━━━ TEXTE SOURCE ━━━

2. Ce qui donne de la fermeté aux autres vertus semble bien être par excellence la vertu principale. Mais telle est l'humilité, car S. Grégoire affirme : « Celui qui amasse les autres vertus sans l'humilité, c'est comme s'il portait de la paille au vent. » L'humilité semble donc être au plus haut point la vertu principale.

3. Le plus parfait semble bien être le principal. Mais le plus parfait c'est la patience ; selon l'épître de S. Jacques (Jacques 1.4), « la patience fait une œuvre parfaite ». Elle doit donc être comptée comme vertu principale.

En sens contraire, Cicéron dans sa Rhétorique ramène toutes les autres à ces quatre vertus.

Réponse

Comme on vient de le dire à l'article précédent, ces quatre vertus cardinales sont prises selon quatre aspects qui sont vraiment formels dans la vertu dont nous parlons. Or, il est certain qu'il y a des actes ou des passions où ces aspects formels se rencontrent d'une manière principale. Ainsi, le bien qui consiste dans l'attention prêtée à la raison se rencontre principalement dans le commandement même de la raison, mais non dans le conseil ni dans le jugement, comme nous l'avons dit plus haut. Pareillement, le bien de raison tel qu'il a sa place dans les opérations sous l'aspect de rectitude et de dû, se rencontre à titre principal dans les échanges ou dans les distributions, parce que ce sont là des opérations qui s'adressent à autrui dans l'égalité. Le bien qu'il y a à réfréner les passions se trouve principalement dans celles qui sont le plus difficiles à réprimer, c'est-à-dire dans les plaisirs du toucher. Le bien qu'il y a dans la fermeté à tenir au bien de la raison contre l'assaut des passions, se rencontre surtout dans les périls de mort contre lesquels il est très difficile de tenir bon.

━━━ DONNÉES À TRAITER ━━━

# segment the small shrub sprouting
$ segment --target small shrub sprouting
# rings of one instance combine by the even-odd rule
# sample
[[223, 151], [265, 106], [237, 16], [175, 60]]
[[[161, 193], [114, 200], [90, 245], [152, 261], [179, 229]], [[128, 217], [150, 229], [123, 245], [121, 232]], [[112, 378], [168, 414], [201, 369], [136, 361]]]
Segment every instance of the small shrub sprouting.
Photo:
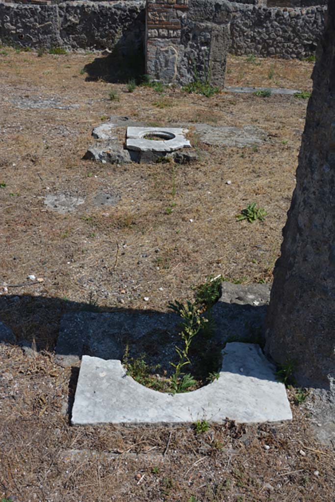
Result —
[[67, 54], [67, 51], [64, 47], [50, 47], [49, 54]]
[[110, 91], [108, 94], [109, 99], [110, 101], [117, 101], [120, 100], [120, 97], [117, 92], [115, 91]]
[[294, 97], [297, 97], [300, 99], [309, 99], [312, 95], [312, 93], [308, 91], [302, 91], [301, 92], [296, 92]]
[[195, 79], [193, 82], [186, 84], [182, 87], [182, 90], [188, 92], [189, 94], [192, 93], [194, 94], [202, 94], [206, 97], [211, 97], [215, 94], [217, 94], [220, 92], [218, 87], [211, 85], [209, 82], [206, 80], [205, 82], [201, 82], [198, 78]]
[[196, 383], [189, 373], [185, 373], [183, 371], [185, 366], [191, 363], [188, 356], [190, 346], [193, 338], [203, 328], [207, 320], [201, 315], [201, 311], [195, 304], [189, 300], [186, 305], [176, 300], [174, 303], [169, 304], [169, 307], [183, 319], [180, 335], [184, 344], [182, 348], [176, 346], [179, 360], [176, 363], [170, 363], [174, 368], [174, 373], [170, 377], [170, 381], [174, 393], [185, 392]]
[[303, 389], [299, 388], [296, 389], [295, 396], [294, 396], [294, 403], [298, 406], [302, 404], [307, 399], [309, 393], [308, 391], [305, 391]]
[[206, 432], [210, 426], [207, 420], [197, 420], [193, 424], [193, 427], [197, 434], [199, 434], [201, 432]]
[[249, 223], [253, 223], [256, 220], [264, 221], [268, 213], [262, 207], [257, 207], [256, 202], [248, 204], [244, 209], [242, 209], [240, 214], [238, 214], [236, 218], [238, 221], [246, 219]]
[[42, 56], [44, 55], [46, 52], [45, 47], [39, 47], [37, 49], [37, 57], [41, 58]]
[[295, 369], [295, 361], [290, 360], [283, 364], [278, 364], [276, 376], [279, 382], [284, 384], [285, 387], [293, 385], [295, 382], [293, 373]]
[[271, 89], [263, 89], [261, 90], [256, 91], [254, 92], [254, 94], [258, 97], [270, 97], [272, 92]]
[[133, 92], [136, 88], [136, 82], [133, 78], [129, 80], [127, 83], [127, 88], [128, 92]]
[[221, 283], [224, 280], [220, 275], [216, 277], [210, 276], [203, 284], [195, 288], [195, 302], [205, 310], [210, 309], [220, 297]]

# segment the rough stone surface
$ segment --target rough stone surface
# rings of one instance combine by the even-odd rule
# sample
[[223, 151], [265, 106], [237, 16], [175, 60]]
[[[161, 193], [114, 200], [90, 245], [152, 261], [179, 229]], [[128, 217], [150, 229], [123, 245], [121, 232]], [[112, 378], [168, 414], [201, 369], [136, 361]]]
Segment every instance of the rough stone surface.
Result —
[[102, 141], [90, 147], [83, 158], [109, 164], [129, 164], [132, 162], [128, 150], [117, 141]]
[[222, 343], [262, 340], [270, 288], [270, 284], [222, 282], [221, 296], [211, 311], [215, 338]]
[[166, 82], [198, 78], [223, 86], [232, 13], [227, 0], [148, 0], [146, 73]]
[[16, 338], [10, 328], [0, 321], [0, 343], [15, 343]]
[[266, 350], [335, 399], [335, 4], [317, 55], [293, 193], [274, 273]]
[[[302, 1], [304, 5], [316, 3]], [[154, 41], [148, 49], [152, 62], [150, 73], [161, 74], [165, 81], [177, 79], [185, 82], [194, 77], [194, 63], [201, 75], [208, 70], [210, 60], [212, 83], [222, 85], [228, 50], [239, 55], [284, 58], [313, 54], [324, 26], [325, 3], [320, 0], [317, 3], [322, 6], [298, 6], [289, 10], [256, 5], [256, 0], [232, 3], [233, 17], [229, 30], [227, 23], [231, 14], [221, 17], [225, 12], [222, 0], [190, 0], [187, 16], [178, 0], [179, 7], [175, 10], [179, 13], [178, 20], [174, 20], [177, 24], [148, 30], [148, 40]], [[143, 0], [45, 5], [0, 0], [0, 42], [35, 48], [107, 48], [121, 54], [124, 61], [133, 61], [134, 54], [139, 60], [144, 52], [145, 5]], [[231, 45], [227, 47], [230, 37]]]
[[158, 392], [138, 384], [118, 360], [84, 356], [72, 409], [74, 425], [178, 423], [206, 420], [240, 423], [291, 420], [285, 387], [258, 345], [226, 345], [220, 376], [185, 394]]
[[177, 330], [180, 322], [174, 314], [137, 311], [66, 314], [61, 321], [55, 360], [66, 367], [78, 364], [83, 354], [121, 359], [127, 343], [147, 336], [153, 340], [156, 334]]
[[[187, 129], [173, 128], [129, 127], [127, 132], [127, 148], [130, 150], [157, 152], [161, 155], [182, 148], [189, 148], [191, 144], [185, 137]], [[147, 136], [157, 136], [162, 141], [147, 139]]]
[[84, 202], [85, 200], [82, 197], [63, 193], [48, 193], [44, 198], [44, 204], [47, 207], [60, 214], [75, 211], [78, 206]]
[[256, 126], [245, 126], [240, 128], [195, 124], [194, 127], [203, 143], [222, 147], [261, 145], [267, 136], [263, 129]]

━━━

CONSIGNES:
**A.** Recopiez le passage du texte sur les vertus cardinales de « 3. Le plus parfait » à « ces quatre vertus. ».
**B.** Rassemblez toutes les lignes qui contiennent la chaîne « surface ».
Le texte et les lignes proviennent de sources distinctes.

RÉPONSES:
**A.**
3. Le plus parfait semble bien être le principal. Mais le plus parfait c'est la patience ; selon l'épître de S. Jacques (Jacques 1.4), « la patience fait une œuvre parfaite ». Elle doit donc être comptée comme vertu principale.

En sens contraire, Cicéron dans sa Rhétorique ramène toutes les autres à ces quatre vertus.

**B.**
# segment the rough stone surface
$ segment --target rough stone surface
Segment every instance of the rough stone surface.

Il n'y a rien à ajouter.